■ Kutipan Teks
+ + +

Rektor Unpad, “Bonus Demografi Belum Tentu Membawa Manfaat”

Rektor Unpad, Prof. Ganjar Kurnia sedang menyampaikan materi pada Seminar Kependudukan “Transisi Demografi di Provinsi Jawa Barat: Bonus atau Malapetaka?”, Selasa (04/12) di Bale Sawala Gedung Rektorat Kampus Unpad Jatinangor. (Foto: Tedi Yusup)

[Unpad.ac.id, 04/12/2012] Jumlah angka penduduk Jawa Barat setiap tahun meningkat. Pada tahun 2012 saja, jumlah penduduk Jawa Barat sebesar 43 juta orang dan sekitar 18% dari penduduk Indonesia berasal dari Jawa Barat. Dari jumlah tersebut, diperkirakan jumlah usia produktif mencapai 38 juta orang. Jumlah usia produktif yang banyak tersebut sering diistilahkan dengan “bonus demografi”.

Rektor Unpad, Prof. Ganjar Kurnia sedang menyampaikan materi pada Seminar Kependudukan “Transisi Demografi di Provinsi Jawa Barat: Bonus atau Malapetaka?”, Selasa (04/12) di Bale Sawala Gedung Rektorat Kampus Unpad Jatinangor. (Foto: Tedi Yusup)

Menurut Rektor Unpad, Prof. Ganjar Kurnia, istilah tersebut seringkali menjadi problema. Sebab, istilah “bonus” itu sendiri sering dianggap membawa manfaat. Padahal, efek dari bonus demografi tersebut acapkali mengancam dan berbahaya. “Kita juga tidak yakin apakah dengan bonus demografi ini kita akan mendapatkan manfaat atau tidak,” ujarnya saat menjadi pembicara dalam Seminar Kependudukan “Transisi Demografi di Provinsi Jawa Barat: Bonus atau Malapetaka?”, Selasa (04/12) di Bale Sawala Gedung Rektorat Kampus Unpad Jatinangor, yang diselenggarakan oleh Dinas Kependudukan dan Pencatatan Sipil Jawa Barat.

+ + +

■ Data Tercatat
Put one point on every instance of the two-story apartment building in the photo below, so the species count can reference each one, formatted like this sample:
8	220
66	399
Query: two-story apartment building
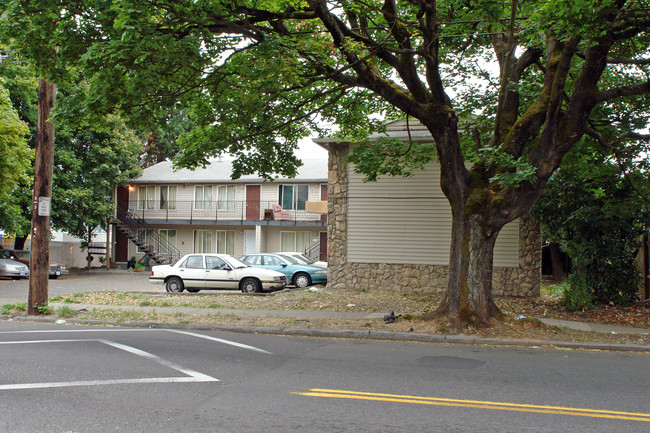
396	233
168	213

+ + +

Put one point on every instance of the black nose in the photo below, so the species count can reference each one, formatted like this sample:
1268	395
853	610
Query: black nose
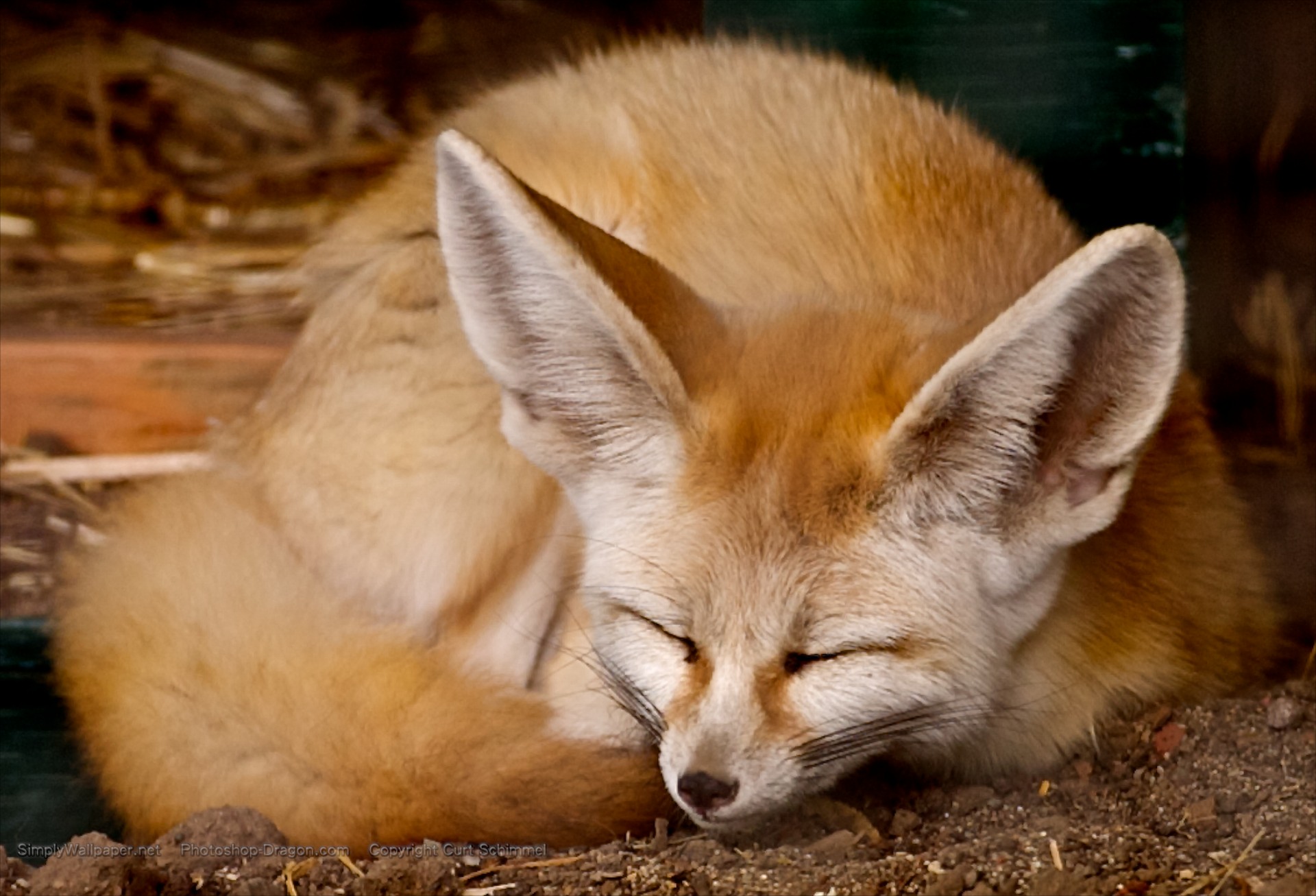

+ + +

■ Instruksi Tertulis A
Ubah paragraf dalam artikel tentang bonus demografi yang dimulai dengan "Jumlah angka penduduk Jawa Barat" menjadi daftar poin singkat yang memuat fakta utamanya.
■ Instruksi Tertulis B
Kutip bagian artikel tentang bonus demografi dari "Menurut Rektor Unpad, Prof." sampai "Sipil Jawa Barat." tanpa mengubah satu kata pun.

■ Hasil yang Benar A
- Penduduk Jawa Barat bertambah setiap tahun.
- Pada tahun 2012 jumlahnya 43 juta orang, sekitar 18% dari penduduk Indonesia.
- Sekitar 38 juta orang di antaranya diperkirakan berusia produktif.
- Banyaknya penduduk usia produktif ini sering disebut "bonus demografi".

■ Hasil yang Benar B
Menurut Rektor Unpad, Prof. Ganjar Kurnia, istilah tersebut seringkali menjadi problema. Sebab, istilah “bonus” itu sendiri sering dianggap membawa manfaat. Padahal, efek dari bonus demografi tersebut acapkali mengancam dan berbahaya. “Kita juga tidak yakin apakah dengan bonus demografi ini kita akan mendapatkan manfaat atau tidak,” ujarnya saat menjadi pembicara dalam Seminar Kependudukan “Transisi Demografi di Provinsi Jawa Barat: Bonus atau Malapetaka?”, Selasa (04/12) di Bale Sawala Gedung Rektorat Kampus Unpad Jatinangor, yang diselenggarakan oleh Dinas Kependudukan dan Pencatatan Sipil Jawa Barat.